SOAL LATIHAN A
Menurut kutipan tentang Bonek, dengan nama apa peristiwa kericuhan itu akhirnya disebut?

KUTIPAN BACAAN
--------------------------------

Bagaimana para pedagang di setiap tribun, terutama penulis yang saat kejadian berada di tribun skor bersama ayahanda melihat langsung kesigapan pedagang untuk menutupi dagangan dan wajahnya, mundur dan berusaha membentengi diri mereka ditembok paling atas saat chaos terjadi. Gentingnya keadaan untuk turun memasuki lorong, rasa was-was dan bau pesing karena beberapa yang kencing sembarangan semakin menambah suasana yang sulit untuk dilupakan.
Kericuhan tidak berhenti disitu, penulispun dengan mata kepala sendiri menyaksikan “masa sulitnya” Bonek membendung amarahnya hingga merusak dan membakar mobil penyiaran televisi Antv. Kobaran api yang begitu besar, keadaan yang tidak kondusif semakin menambah suasana mencekam kala itu bagi penulis yang saat itu masih duduk dibangku Sekolah Menengah Pertama. Hingga peristiwa itu disebut tragedi Asusemper.
Bonek saat ini jauh lebih tertata dan tau arah untuk mengkritik klub kebanggaannya. Tau bagaimana mengkritik manajemen. Jelas tertata, karena dari masa lalu yang begitu menakutkan dan membuat bulu kuduk berdiri karena was-was. Bonek belajar untuk lebih baik. Sulit memang untuk berperilaku seperti kata Pram di bukunya yang berjudul:Bumi Manusia. “Kau terpelajar, harus bersikap adil sejak dalam pikiran”. Meminta keadilan untuk memberikan suguhan permainan yang bukan hanya menarik tapi juga mampu meraih kemenangan.
Kenapa harus bersikap adil? Adil mengikuti kata hati, ketika apa yang harus diubah dan diperbaiki hanya menjadi angin lalu bagi sebagian jajaran manajemen yang sedang duduk tenang menyaksikan pertandingan dari kejauhan. Klub ini punya sejarah panjang, masa kejayaan yang selalu diingat oleh semua Bonek disetiap generasinya, yang selalu dibanggakan oleh para pemain legenda disetiap eranya berkarir di Persebaya. Itu terlihat ketika penulis sempat berjumpa dan mewawancarai sebagian punggawa era 80-an.

--------------------------------

DAFTAR BAHAN
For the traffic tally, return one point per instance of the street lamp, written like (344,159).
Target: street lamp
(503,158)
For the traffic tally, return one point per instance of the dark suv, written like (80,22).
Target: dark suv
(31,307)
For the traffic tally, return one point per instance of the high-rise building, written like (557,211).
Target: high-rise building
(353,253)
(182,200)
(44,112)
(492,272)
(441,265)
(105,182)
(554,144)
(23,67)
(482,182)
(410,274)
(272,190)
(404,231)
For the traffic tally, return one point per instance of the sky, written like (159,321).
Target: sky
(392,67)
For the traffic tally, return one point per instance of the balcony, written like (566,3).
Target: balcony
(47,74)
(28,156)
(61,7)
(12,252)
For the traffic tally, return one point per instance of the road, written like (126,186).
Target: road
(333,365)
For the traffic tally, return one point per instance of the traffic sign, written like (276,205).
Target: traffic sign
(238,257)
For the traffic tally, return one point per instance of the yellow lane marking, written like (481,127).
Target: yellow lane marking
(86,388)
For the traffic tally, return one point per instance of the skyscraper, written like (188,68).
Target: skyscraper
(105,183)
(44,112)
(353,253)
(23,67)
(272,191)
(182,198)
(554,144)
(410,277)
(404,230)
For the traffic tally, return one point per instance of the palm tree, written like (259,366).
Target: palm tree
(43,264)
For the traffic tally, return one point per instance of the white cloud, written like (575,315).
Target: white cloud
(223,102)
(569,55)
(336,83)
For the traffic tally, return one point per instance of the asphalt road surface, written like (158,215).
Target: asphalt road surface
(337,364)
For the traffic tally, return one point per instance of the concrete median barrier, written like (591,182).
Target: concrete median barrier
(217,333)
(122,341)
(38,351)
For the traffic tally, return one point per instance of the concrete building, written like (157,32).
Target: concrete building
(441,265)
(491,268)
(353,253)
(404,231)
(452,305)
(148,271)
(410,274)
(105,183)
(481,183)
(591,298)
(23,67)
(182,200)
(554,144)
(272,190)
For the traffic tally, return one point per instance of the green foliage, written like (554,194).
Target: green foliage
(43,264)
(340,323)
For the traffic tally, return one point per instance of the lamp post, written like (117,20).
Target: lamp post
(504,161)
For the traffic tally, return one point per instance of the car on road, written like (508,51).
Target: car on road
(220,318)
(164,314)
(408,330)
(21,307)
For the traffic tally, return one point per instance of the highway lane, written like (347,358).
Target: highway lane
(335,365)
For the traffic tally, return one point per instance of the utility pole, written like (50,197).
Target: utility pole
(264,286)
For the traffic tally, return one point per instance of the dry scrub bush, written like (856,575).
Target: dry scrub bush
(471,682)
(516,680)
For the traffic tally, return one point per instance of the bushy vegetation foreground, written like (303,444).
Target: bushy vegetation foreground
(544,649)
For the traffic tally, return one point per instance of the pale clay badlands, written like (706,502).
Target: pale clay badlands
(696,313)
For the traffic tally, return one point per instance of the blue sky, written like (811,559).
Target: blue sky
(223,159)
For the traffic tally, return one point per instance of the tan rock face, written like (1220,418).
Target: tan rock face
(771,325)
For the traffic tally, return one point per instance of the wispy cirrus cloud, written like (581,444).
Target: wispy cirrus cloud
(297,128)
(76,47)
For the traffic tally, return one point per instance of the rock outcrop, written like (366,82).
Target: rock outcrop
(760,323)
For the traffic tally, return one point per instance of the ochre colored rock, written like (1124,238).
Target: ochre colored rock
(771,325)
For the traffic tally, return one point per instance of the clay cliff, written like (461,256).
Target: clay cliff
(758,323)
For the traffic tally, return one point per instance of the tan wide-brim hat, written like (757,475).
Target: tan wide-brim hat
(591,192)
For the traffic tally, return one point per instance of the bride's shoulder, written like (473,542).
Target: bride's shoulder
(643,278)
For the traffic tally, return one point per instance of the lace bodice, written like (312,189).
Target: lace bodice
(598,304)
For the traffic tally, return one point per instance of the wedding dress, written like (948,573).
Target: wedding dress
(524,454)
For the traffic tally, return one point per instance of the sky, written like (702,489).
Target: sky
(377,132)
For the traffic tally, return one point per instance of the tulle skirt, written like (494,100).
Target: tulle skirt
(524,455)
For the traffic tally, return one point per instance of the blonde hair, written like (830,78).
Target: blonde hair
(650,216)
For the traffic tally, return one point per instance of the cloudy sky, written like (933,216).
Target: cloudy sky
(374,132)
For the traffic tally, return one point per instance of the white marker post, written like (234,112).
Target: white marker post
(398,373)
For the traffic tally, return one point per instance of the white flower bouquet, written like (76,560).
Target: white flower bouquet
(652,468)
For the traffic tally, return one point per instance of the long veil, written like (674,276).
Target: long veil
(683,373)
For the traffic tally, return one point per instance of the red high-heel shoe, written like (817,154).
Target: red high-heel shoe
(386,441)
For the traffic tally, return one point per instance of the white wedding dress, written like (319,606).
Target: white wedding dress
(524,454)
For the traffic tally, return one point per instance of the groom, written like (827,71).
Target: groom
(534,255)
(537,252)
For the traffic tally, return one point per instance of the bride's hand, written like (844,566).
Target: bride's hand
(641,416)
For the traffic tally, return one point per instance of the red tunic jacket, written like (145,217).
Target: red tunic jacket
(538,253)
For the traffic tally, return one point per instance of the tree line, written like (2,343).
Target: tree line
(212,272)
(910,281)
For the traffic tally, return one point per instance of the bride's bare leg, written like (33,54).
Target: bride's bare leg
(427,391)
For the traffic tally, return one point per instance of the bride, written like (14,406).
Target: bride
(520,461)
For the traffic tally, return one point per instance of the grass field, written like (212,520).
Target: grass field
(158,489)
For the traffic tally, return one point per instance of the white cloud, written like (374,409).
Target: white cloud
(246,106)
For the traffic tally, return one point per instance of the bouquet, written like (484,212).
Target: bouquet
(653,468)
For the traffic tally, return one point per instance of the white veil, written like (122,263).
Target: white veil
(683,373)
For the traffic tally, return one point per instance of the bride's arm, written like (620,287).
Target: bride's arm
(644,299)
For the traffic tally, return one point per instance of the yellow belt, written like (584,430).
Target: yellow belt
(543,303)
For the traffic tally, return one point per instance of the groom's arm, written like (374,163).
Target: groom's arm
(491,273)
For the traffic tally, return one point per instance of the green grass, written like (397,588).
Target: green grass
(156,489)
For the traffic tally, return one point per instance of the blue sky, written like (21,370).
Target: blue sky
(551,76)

--------------------------------

SOAL LATIHAN B
Tulis ulang bagian daftar yang dimulai dari baris berisi "written like (374,409)." sampai akhir daftar, termasuk perintahnya. Kalikan setiap koordinat titik pada jawaban dengan 2,6 dan bulatkan ke bilangan bulat, dengan nilai setengah dibulatkan ke atas, tanpa mengubah contoh format dalam perintah.

JAWABAN BENAR A
Tragedi Asusemper.

JAWABAN BENAR B
For the traffic tally, return one point per instance of the white cloud, written like (374,409).
Target: white cloud
(640,276)
For the traffic tally, return one point per instance of the bouquet, written like (484,212).
Target: bouquet
(1698,1217)
For the traffic tally, return one point per instance of the white veil, written like (122,263).
Target: white veil
(1776,970)
For the traffic tally, return one point per instance of the bride's arm, written like (620,287).
Target: bride's arm
(1674,777)
For the traffic tally, return one point per instance of the yellow belt, written like (584,430).
Target: yellow belt
(1412,788)
For the traffic tally, return one point per instance of the groom's arm, written like (374,163).
Target: groom's arm
(1277,710)
For the traffic tally, return one point per instance of the green grass, written like (397,588).
Target: green grass
(406,1271)
For the traffic tally, return one point per instance of the blue sky, written like (21,370).
Target: blue sky
(1433,198)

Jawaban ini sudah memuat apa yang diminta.